*ДОКУМЕНТ*
********

Томас Спрат (“История Королевского общества”, 1667) и Джозеф Гленвилл (“Дальше пределов”, 1668) вторили этому обвинению. Особенно едко высказывался Гленвилл: Аристотель, “выдвигая теории, не рассматривал опыт… В его обычае было… выбирать то, что поддерживало его сомнительные суждения”.
Наиболее серьезное обвинение Бэкона касается системы объяснений. Из четырех причин, на необходимости которых настаивал Стагирит, Бэкон исключает две: формальную и целевую. Натурфилософов должны беспокоить лишь свойства и движение материи, полагал англичанин. Объяснения наподобие “брови и ресницы… существуют ради защиты; брови – от спускающихся вниз жидкостей, чтобы наподобие навеса защищать от влаги, стекающей с головы; ресницы же – от падающих на глаза предметов”, или “волосы, покрывая голову, оберегают ее от чрезмерного холода и жара”, или кости созданы природой как своего рода колонны и балки, чтобы на них держалось все здание тела, – по Бэкону, не наука, а метафизика. Эти “рассуждения, подобно фантастическим рыбам, присасывающимся к кораблям и мешающим их движению, замедлили… прогресс наук, мешая им следовать своим курсом и двигаться вперед”, то есть затрудняют открытие подлинных (физических) причин явлений.

********

*ПОКАЗАННЫЙ МАТЕРИАЛ*
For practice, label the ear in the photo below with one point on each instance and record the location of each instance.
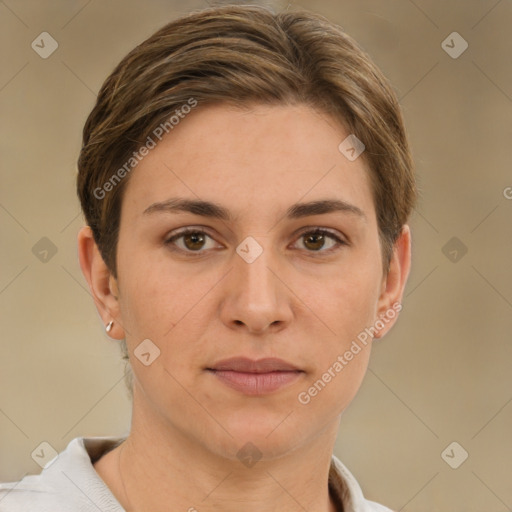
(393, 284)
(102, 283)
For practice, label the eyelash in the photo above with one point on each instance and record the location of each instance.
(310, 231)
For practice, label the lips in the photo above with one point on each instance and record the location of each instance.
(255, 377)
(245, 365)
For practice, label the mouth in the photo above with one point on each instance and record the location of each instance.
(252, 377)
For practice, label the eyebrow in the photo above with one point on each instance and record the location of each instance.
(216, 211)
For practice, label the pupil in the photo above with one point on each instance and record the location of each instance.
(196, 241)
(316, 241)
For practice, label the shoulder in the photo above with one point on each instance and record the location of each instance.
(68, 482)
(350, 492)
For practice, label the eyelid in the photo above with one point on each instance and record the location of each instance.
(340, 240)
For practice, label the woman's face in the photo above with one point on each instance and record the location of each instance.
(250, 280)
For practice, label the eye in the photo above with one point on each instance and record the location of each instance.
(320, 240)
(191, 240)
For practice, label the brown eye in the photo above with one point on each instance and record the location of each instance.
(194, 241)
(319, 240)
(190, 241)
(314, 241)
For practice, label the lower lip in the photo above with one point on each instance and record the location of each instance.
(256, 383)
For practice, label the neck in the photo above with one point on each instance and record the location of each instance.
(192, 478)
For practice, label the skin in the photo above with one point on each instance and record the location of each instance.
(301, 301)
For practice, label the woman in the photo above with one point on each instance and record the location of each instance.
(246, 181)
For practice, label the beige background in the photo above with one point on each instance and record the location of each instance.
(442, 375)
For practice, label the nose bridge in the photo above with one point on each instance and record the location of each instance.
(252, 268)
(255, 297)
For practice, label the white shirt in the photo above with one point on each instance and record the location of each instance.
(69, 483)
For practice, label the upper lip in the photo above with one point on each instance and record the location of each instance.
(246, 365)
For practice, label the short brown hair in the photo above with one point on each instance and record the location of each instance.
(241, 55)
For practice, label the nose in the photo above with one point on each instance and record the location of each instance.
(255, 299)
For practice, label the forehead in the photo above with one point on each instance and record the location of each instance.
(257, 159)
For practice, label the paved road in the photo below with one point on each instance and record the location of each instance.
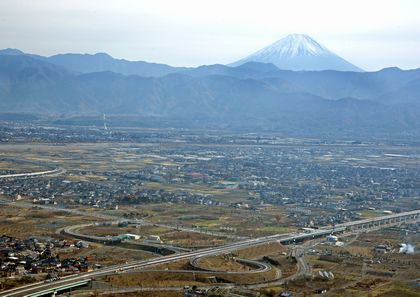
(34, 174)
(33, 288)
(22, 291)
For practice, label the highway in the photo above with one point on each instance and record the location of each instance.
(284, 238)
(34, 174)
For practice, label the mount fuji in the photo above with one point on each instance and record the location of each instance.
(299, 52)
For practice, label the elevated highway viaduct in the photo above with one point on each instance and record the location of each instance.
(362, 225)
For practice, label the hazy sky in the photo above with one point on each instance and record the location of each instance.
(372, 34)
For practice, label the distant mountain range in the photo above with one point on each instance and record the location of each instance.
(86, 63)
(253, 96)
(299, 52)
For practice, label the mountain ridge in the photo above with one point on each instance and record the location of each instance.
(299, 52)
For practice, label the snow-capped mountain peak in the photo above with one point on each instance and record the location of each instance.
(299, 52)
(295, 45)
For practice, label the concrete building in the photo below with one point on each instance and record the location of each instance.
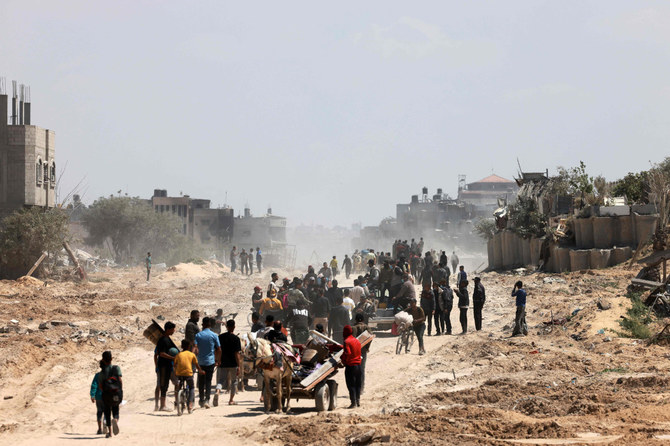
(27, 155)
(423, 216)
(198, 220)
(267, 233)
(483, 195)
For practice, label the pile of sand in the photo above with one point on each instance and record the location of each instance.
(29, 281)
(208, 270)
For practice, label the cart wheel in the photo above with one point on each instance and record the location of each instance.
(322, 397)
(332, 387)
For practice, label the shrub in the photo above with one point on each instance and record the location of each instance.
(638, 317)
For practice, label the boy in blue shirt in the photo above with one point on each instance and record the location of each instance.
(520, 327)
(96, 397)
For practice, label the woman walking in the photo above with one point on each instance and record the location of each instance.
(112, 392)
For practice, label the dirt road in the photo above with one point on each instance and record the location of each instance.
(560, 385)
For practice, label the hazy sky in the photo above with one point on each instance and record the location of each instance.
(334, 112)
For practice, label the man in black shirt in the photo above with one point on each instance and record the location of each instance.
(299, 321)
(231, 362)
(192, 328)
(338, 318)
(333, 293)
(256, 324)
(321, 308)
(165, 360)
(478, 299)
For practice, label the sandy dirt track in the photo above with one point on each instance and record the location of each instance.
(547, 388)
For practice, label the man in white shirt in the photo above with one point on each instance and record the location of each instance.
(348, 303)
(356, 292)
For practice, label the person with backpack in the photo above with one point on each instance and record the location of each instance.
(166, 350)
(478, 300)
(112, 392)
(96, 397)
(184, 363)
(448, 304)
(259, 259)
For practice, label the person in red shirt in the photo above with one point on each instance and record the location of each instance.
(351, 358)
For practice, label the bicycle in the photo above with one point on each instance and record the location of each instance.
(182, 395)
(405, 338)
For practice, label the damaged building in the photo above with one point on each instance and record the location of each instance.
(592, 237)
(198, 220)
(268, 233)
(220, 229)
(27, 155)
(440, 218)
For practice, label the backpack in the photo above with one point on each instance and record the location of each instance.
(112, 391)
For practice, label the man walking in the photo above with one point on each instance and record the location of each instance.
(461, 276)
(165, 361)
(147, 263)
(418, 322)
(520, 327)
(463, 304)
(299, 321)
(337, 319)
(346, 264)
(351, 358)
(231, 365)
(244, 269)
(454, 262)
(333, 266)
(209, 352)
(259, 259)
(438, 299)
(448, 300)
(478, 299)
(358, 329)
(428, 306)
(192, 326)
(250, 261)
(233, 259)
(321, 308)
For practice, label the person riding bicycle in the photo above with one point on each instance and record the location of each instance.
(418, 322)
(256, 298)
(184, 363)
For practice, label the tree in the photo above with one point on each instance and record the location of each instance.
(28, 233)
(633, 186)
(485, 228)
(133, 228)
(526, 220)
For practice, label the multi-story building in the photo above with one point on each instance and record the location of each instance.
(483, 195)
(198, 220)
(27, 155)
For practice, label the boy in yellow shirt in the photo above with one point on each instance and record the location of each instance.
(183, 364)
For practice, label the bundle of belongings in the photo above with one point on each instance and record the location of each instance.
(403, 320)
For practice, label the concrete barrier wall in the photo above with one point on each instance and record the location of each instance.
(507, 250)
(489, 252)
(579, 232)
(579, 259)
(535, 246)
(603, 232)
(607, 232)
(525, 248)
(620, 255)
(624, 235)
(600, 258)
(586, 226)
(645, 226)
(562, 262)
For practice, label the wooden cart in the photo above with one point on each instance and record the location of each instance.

********

Как перевести на английский язык предложение «Из четырех причин, на необходимости которых настаивал Стагирит, Бэкон исключает две: формальную и целевую» из документа о критике Аристотеля?

*ОТВЕТ НА ЗАДАНИЕ*
Of the four causes whose necessity the Stagirite insisted upon, Bacon excludes two: the formal and the final.